TASK BRIEF: Count the lines in the records below that contain the string "petal", matching case exactly. Reply with that number alone.

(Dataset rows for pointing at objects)
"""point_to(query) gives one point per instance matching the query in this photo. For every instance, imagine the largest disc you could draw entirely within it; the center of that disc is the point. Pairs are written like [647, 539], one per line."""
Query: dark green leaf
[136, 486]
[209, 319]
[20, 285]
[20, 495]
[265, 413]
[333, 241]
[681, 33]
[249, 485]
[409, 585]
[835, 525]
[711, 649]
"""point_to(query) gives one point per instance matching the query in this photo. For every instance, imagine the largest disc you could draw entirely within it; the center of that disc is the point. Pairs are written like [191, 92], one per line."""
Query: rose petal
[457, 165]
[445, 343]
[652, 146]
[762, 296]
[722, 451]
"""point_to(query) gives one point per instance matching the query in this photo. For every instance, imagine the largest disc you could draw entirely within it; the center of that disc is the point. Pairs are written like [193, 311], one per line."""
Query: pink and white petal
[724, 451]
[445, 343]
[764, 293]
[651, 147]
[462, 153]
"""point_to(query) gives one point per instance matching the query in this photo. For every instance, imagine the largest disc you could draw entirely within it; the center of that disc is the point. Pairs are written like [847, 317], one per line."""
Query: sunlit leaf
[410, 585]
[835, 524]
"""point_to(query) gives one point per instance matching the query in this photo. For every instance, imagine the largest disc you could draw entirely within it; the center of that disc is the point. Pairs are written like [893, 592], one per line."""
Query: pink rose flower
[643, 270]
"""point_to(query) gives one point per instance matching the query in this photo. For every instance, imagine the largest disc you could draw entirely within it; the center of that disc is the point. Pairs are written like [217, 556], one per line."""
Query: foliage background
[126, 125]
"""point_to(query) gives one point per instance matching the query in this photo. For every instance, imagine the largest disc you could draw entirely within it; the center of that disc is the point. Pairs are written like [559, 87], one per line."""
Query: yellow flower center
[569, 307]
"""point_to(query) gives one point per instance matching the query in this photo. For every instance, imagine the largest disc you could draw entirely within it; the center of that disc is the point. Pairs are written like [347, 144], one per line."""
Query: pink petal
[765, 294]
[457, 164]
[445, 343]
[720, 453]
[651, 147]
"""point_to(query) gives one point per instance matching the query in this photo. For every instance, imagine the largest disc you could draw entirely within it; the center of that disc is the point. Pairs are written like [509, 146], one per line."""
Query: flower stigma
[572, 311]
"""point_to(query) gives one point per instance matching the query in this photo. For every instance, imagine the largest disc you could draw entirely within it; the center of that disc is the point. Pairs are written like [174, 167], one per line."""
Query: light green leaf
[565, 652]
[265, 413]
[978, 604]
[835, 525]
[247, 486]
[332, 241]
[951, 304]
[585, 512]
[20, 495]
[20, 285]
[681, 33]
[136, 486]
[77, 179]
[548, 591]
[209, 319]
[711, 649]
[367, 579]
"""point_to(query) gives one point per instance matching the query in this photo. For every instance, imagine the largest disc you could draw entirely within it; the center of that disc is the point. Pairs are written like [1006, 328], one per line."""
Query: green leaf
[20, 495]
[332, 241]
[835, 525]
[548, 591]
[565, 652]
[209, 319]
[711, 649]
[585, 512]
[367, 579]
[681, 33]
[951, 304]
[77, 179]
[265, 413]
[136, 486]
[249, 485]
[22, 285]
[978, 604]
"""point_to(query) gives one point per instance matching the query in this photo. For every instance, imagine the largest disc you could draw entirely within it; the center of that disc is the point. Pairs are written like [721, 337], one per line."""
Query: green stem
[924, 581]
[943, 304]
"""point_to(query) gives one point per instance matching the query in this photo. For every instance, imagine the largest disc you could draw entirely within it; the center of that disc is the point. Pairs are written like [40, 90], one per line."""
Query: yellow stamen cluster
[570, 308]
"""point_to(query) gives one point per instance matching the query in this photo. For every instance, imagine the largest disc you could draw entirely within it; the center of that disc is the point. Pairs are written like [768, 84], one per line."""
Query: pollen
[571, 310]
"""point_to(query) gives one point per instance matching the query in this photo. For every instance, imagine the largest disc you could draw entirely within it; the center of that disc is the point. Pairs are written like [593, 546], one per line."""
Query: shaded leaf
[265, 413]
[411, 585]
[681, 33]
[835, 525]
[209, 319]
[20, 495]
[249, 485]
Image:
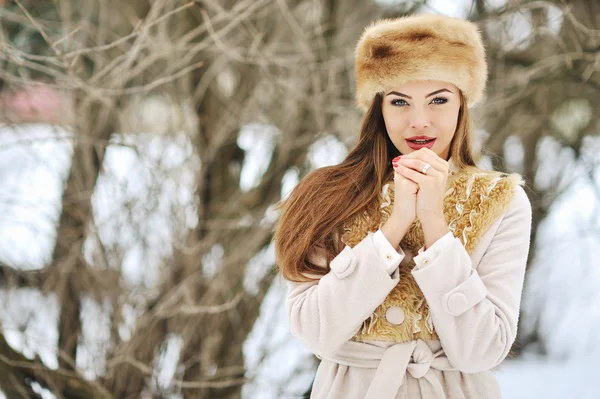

ANSWER BELOW: 3